_To be done:_ Your task is to print every entry below exactly as given.

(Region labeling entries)
☆ ☆ ☆ ☆ ☆ ☆ ☆
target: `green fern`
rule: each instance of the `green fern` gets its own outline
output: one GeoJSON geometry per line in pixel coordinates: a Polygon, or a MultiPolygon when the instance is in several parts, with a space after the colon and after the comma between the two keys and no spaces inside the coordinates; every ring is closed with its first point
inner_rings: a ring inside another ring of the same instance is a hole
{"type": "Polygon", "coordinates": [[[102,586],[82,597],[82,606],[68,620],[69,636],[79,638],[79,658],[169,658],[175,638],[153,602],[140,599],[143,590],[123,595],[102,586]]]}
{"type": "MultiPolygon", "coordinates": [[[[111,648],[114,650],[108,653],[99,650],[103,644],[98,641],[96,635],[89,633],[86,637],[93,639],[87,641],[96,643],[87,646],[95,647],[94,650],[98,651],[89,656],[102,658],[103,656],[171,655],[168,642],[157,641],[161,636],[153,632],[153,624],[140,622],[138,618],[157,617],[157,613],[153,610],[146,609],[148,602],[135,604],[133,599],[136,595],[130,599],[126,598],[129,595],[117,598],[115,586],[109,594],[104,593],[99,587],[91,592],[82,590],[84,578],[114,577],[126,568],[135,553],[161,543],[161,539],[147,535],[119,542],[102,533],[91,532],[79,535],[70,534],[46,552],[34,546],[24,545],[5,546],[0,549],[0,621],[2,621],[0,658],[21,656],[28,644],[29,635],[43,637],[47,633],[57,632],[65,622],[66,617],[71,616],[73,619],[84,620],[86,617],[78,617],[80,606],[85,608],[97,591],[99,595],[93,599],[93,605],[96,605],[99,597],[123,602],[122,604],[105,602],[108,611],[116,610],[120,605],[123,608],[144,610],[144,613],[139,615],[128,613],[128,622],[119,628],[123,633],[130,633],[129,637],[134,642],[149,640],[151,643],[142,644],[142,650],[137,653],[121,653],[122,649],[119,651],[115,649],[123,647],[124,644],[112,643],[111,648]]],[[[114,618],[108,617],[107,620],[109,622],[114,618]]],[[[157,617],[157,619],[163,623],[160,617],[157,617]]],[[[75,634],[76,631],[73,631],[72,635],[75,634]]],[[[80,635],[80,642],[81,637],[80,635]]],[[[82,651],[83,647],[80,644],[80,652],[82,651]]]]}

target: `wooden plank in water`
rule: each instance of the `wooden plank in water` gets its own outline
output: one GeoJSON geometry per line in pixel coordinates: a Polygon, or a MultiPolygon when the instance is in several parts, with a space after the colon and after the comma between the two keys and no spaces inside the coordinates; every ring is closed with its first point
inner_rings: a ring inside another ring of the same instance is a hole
☆ ☆ ☆ ☆ ☆ ☆ ☆
_Output for this exercise:_
target: `green fern`
rule: each instance of the `green fern` gets its own outline
output: one GeoJSON geometry per line in pixel coordinates: a Polygon, or a MultiPolygon when the instance is in several parts, with a space after the colon and after the comma between the two keys and no spaces inside the coordinates; every ring is closed with its first point
inner_rings: a ring inside another ring of the same instance is a hole
{"type": "Polygon", "coordinates": [[[102,586],[82,597],[82,606],[68,620],[69,636],[79,638],[79,658],[169,658],[175,638],[153,602],[140,599],[143,590],[123,595],[102,586]]]}
{"type": "MultiPolygon", "coordinates": [[[[111,648],[114,650],[108,653],[99,650],[103,644],[98,641],[96,635],[89,633],[86,637],[93,639],[87,641],[96,643],[87,646],[95,647],[94,650],[98,651],[89,656],[102,658],[103,656],[171,655],[168,642],[157,641],[161,636],[153,632],[153,624],[140,622],[138,618],[157,617],[157,613],[153,610],[146,609],[148,602],[135,604],[133,599],[136,595],[130,599],[126,598],[129,595],[117,598],[115,586],[109,594],[104,593],[99,587],[91,592],[82,590],[84,578],[114,577],[126,568],[135,553],[161,543],[161,539],[147,535],[119,542],[102,533],[91,532],[79,535],[70,534],[46,552],[34,546],[24,545],[5,546],[0,549],[0,621],[2,621],[0,658],[21,656],[28,644],[29,635],[43,637],[47,633],[57,632],[65,622],[66,617],[71,616],[73,619],[84,620],[86,617],[78,617],[80,606],[85,608],[97,591],[99,595],[93,599],[93,605],[96,605],[99,597],[123,602],[122,604],[105,602],[108,611],[116,610],[120,605],[123,608],[144,610],[144,613],[139,615],[128,613],[128,622],[119,628],[123,633],[130,633],[129,637],[134,642],[149,640],[151,643],[142,644],[142,650],[137,653],[121,653],[122,649],[119,651],[115,649],[123,647],[124,644],[112,643],[111,648]]],[[[114,618],[108,617],[107,620],[109,622],[114,618]]],[[[157,617],[157,619],[163,623],[160,617],[157,617]]],[[[75,634],[76,631],[73,631],[72,635],[75,634]]],[[[80,635],[80,642],[81,637],[80,635]]],[[[82,651],[83,647],[80,644],[80,652],[82,651]]]]}

target: `wooden plank in water`
rule: each instance of the `wooden plank in water` gets its own outline
output: one GeoJSON geometry per line in pixel coordinates: a Polygon, or a MultiPolygon when the instance is in several parts, with a space after the colon and after the comma between the two keys and no spaces inside the coordinates; every ring is closed with its first point
inner_rings: a ring inside another ring of the same instance is a hole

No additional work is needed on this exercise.